Dataset excerpts -
════════════════════

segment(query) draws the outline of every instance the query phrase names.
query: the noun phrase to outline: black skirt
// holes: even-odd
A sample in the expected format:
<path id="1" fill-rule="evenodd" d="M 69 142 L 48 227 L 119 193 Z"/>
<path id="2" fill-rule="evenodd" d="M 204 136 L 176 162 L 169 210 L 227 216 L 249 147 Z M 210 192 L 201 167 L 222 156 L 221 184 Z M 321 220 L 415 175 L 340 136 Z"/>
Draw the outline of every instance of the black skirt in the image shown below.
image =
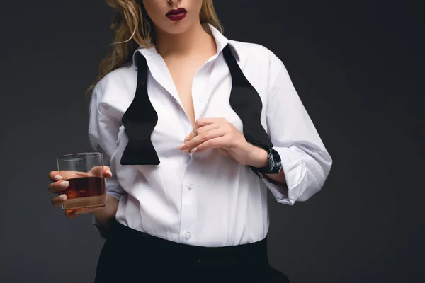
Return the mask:
<path id="1" fill-rule="evenodd" d="M 288 283 L 271 267 L 267 239 L 200 247 L 154 237 L 114 222 L 98 262 L 95 283 Z"/>

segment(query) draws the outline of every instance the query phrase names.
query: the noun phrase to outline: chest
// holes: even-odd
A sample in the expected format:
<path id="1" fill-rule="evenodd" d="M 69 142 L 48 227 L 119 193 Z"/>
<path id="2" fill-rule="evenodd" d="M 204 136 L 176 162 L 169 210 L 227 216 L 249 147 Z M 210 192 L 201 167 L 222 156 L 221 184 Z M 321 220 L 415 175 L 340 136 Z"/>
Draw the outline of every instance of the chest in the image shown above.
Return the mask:
<path id="1" fill-rule="evenodd" d="M 192 131 L 196 119 L 225 118 L 243 132 L 242 121 L 230 103 L 232 81 L 224 58 L 219 57 L 201 67 L 200 62 L 184 64 L 156 62 L 149 66 L 147 93 L 158 116 L 151 141 L 159 156 L 181 154 L 178 147 Z M 246 74 L 261 96 L 266 93 L 264 81 L 254 72 Z M 266 102 L 263 100 L 261 122 L 266 128 Z M 118 146 L 123 149 L 128 137 L 123 128 L 120 132 Z"/>

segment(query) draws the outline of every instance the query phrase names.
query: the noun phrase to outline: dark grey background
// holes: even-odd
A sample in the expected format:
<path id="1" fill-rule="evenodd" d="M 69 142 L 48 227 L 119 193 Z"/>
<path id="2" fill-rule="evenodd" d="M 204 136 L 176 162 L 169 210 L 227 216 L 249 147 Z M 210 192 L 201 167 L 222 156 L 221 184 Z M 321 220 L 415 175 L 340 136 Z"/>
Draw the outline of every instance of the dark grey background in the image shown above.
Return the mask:
<path id="1" fill-rule="evenodd" d="M 283 61 L 334 161 L 307 202 L 270 198 L 272 265 L 293 283 L 421 281 L 421 7 L 215 2 L 226 36 Z M 91 282 L 103 241 L 89 216 L 51 207 L 47 176 L 57 156 L 91 150 L 84 91 L 113 13 L 101 0 L 0 5 L 0 282 Z"/>

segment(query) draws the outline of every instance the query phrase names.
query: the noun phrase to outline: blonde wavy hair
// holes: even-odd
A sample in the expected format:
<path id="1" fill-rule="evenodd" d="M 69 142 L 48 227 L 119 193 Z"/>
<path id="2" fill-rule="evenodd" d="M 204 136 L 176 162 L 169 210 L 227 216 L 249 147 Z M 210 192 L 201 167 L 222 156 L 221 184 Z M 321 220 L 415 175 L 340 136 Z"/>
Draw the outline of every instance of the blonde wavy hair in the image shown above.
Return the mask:
<path id="1" fill-rule="evenodd" d="M 118 10 L 110 29 L 115 33 L 113 50 L 99 67 L 99 74 L 95 83 L 87 90 L 91 94 L 96 84 L 109 72 L 132 59 L 133 52 L 140 46 L 155 46 L 152 20 L 148 16 L 142 0 L 105 0 L 110 7 Z M 202 24 L 209 23 L 221 33 L 223 28 L 218 20 L 212 0 L 203 0 L 200 13 Z"/>

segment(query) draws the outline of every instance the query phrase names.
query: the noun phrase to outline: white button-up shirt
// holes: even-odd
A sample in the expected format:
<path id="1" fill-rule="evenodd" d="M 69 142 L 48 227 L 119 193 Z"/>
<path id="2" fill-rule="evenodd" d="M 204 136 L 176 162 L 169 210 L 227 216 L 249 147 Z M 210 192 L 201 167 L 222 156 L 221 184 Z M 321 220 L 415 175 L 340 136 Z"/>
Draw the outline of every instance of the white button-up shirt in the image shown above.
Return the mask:
<path id="1" fill-rule="evenodd" d="M 149 67 L 149 98 L 158 114 L 151 140 L 161 163 L 120 163 L 128 142 L 121 118 L 135 97 L 135 60 L 111 71 L 96 85 L 89 137 L 93 148 L 103 152 L 113 173 L 107 180 L 107 192 L 119 200 L 118 222 L 190 245 L 252 243 L 268 232 L 267 190 L 282 204 L 305 201 L 324 185 L 332 160 L 282 62 L 263 46 L 229 40 L 209 27 L 217 53 L 193 79 L 196 118 L 224 117 L 243 131 L 242 121 L 229 103 L 232 80 L 222 51 L 230 45 L 261 98 L 261 122 L 280 156 L 286 186 L 259 178 L 249 166 L 214 149 L 195 154 L 178 149 L 192 125 L 155 48 L 140 48 L 136 52 L 145 57 Z"/>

════════════════════

Brief -
Reproduce all five entries above verbatim, leaving out the pictures.

Answer to the exercise -
segment(query) draws the outline of every instance the query phrase names.
query: the noun phrase to outline: black skirt
// holes: even-odd
A sample in the expected format:
<path id="1" fill-rule="evenodd" d="M 69 142 L 48 227 L 119 193 Z"/>
<path id="2" fill-rule="evenodd" d="M 204 136 L 176 162 L 169 210 L 227 216 L 249 147 Z M 210 192 L 201 167 L 222 156 L 221 184 Z M 321 220 L 415 175 L 340 136 Z"/>
Draw the outline of every instance of the black skirt in the image shown below.
image =
Return the mask:
<path id="1" fill-rule="evenodd" d="M 288 283 L 271 267 L 267 239 L 200 247 L 154 237 L 114 222 L 98 262 L 95 283 Z"/>

segment(query) draws the outline of every instance the query phrase names.
query: the noun phrase to outline: chest
// holes: even-odd
A sample in the expected format:
<path id="1" fill-rule="evenodd" d="M 69 142 L 48 227 L 119 193 Z"/>
<path id="2" fill-rule="evenodd" d="M 204 136 L 176 162 L 169 210 L 227 216 L 249 147 Z M 210 192 L 201 167 L 222 156 L 221 184 Z M 321 220 L 415 175 L 340 136 Z"/>
Draw the outline of every instance of the chest in the image shown above.
Return the mask:
<path id="1" fill-rule="evenodd" d="M 192 131 L 196 119 L 225 118 L 243 132 L 242 121 L 230 103 L 232 81 L 224 58 L 219 57 L 201 67 L 200 62 L 184 64 L 156 62 L 149 66 L 147 93 L 158 116 L 151 141 L 159 156 L 181 154 L 178 147 Z M 246 74 L 261 96 L 266 93 L 264 81 L 254 72 Z M 266 102 L 263 100 L 261 122 L 266 128 Z M 118 146 L 123 149 L 128 137 L 123 128 L 120 132 Z"/>

segment(query) draws the outline of every instance the query phrase names.
query: the noun phrase to outline: dark grey background
// holes: even-odd
A sample in the expected format:
<path id="1" fill-rule="evenodd" d="M 69 142 L 48 227 L 119 193 Z"/>
<path id="2" fill-rule="evenodd" d="M 204 136 L 176 162 L 169 210 L 227 216 L 249 147 Z M 210 192 L 201 167 L 222 156 L 221 184 Z M 321 220 L 415 175 L 340 136 Z"/>
Draw the outline of every instance of the dark grey background in the image shown above.
Return the mask:
<path id="1" fill-rule="evenodd" d="M 283 61 L 334 161 L 307 202 L 270 198 L 272 265 L 293 283 L 421 281 L 421 7 L 215 2 L 226 36 Z M 91 282 L 103 241 L 89 216 L 51 207 L 47 176 L 57 156 L 91 150 L 84 91 L 113 13 L 101 0 L 0 5 L 0 282 Z"/>

segment(query) draws the outline of every instance the query phrase names.
query: the noun phrase to outline: blonde wavy hair
// holes: even-odd
A sample in the expected format:
<path id="1" fill-rule="evenodd" d="M 69 142 L 48 227 L 119 193 Z"/>
<path id="2" fill-rule="evenodd" d="M 204 136 L 176 162 L 169 210 L 227 216 L 249 147 Z M 210 192 L 201 167 L 222 156 L 221 184 Z M 321 220 L 415 175 L 340 136 Z"/>
Draw the outline of every instance of the blonde wavy hair in the image shown above.
Return the mask:
<path id="1" fill-rule="evenodd" d="M 118 10 L 110 29 L 115 33 L 113 50 L 99 67 L 99 74 L 95 83 L 87 90 L 91 94 L 96 84 L 109 72 L 132 59 L 133 52 L 140 46 L 155 46 L 152 20 L 148 16 L 142 0 L 105 0 L 110 7 Z M 202 24 L 209 23 L 221 33 L 223 28 L 218 20 L 212 0 L 203 0 L 200 13 Z"/>

segment(query) draws the outline of every instance the query phrase names.
query: the noun phrase to outline: white button-up shirt
// holes: even-odd
A sample in the expected format:
<path id="1" fill-rule="evenodd" d="M 69 142 L 48 227 L 119 193 Z"/>
<path id="2" fill-rule="evenodd" d="M 204 136 L 176 162 L 169 210 L 227 216 L 249 147 Z M 210 192 L 201 167 L 222 156 L 221 184 Z M 321 220 L 415 175 L 340 136 Z"/>
Draw the outline of every instance of the white button-up shirt in the image shown above.
Return the mask:
<path id="1" fill-rule="evenodd" d="M 149 67 L 149 98 L 158 114 L 151 140 L 161 163 L 120 163 L 128 142 L 121 118 L 135 97 L 135 60 L 111 71 L 96 85 L 89 137 L 93 148 L 103 152 L 113 173 L 107 180 L 107 192 L 119 200 L 118 222 L 190 245 L 252 243 L 268 232 L 267 190 L 282 204 L 305 201 L 324 185 L 332 160 L 282 62 L 263 46 L 229 40 L 209 27 L 217 53 L 193 79 L 196 118 L 224 117 L 243 131 L 242 121 L 229 103 L 232 80 L 222 51 L 230 45 L 261 98 L 261 122 L 280 156 L 286 186 L 259 178 L 249 166 L 214 149 L 195 154 L 178 149 L 192 125 L 155 48 L 140 48 L 136 52 L 145 57 Z"/>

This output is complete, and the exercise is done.